Provided data.
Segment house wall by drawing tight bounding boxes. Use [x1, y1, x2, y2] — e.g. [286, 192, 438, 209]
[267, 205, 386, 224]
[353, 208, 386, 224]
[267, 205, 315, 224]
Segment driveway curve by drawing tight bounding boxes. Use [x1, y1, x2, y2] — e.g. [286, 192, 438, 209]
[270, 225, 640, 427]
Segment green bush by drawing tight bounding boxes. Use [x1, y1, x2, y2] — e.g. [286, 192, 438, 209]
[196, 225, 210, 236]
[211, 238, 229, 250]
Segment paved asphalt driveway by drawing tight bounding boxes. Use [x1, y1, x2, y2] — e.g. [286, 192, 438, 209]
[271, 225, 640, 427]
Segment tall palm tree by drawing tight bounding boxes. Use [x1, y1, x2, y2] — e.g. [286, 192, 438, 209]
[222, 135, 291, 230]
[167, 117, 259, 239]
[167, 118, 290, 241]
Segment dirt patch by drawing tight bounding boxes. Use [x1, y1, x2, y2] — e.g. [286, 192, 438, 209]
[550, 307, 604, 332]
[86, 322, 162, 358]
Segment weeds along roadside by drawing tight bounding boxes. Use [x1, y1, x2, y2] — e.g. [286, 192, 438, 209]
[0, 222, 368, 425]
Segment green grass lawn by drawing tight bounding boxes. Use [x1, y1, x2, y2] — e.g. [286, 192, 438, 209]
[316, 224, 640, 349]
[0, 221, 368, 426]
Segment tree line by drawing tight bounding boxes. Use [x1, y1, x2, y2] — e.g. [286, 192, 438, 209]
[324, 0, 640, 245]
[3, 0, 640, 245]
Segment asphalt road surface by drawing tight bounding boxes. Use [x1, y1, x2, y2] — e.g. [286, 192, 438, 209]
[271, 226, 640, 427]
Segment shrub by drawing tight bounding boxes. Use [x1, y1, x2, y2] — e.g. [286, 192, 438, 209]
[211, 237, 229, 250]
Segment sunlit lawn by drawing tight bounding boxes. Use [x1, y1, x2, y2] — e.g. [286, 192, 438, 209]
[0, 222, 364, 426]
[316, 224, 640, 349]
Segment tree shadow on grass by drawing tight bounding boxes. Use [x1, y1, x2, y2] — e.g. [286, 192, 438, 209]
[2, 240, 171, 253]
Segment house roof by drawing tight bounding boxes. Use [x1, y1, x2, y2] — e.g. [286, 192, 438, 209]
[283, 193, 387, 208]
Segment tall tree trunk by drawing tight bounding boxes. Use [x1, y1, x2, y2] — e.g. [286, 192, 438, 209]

Task.
Lay out the entries as a Markdown table with the columns Row and Text. Start at the line containing "Segment asphalt road" and continue through the line containing "[211, 237, 229, 250]", giving each line a number and leaving out any blank lines.

Correct result.
| Row | Text |
|---|---|
| 1 | Segment asphalt road surface by drawing tight bounding boxes. Use [x1, y1, x2, y2] — e.g. [286, 192, 438, 209] |
| 2 | [271, 226, 640, 427] |
| 3 | Segment shrub by drawing tight bounding boxes. Use [x1, y1, x2, y2] — e.g. [286, 192, 438, 209] |
| 4 | [211, 237, 229, 250] |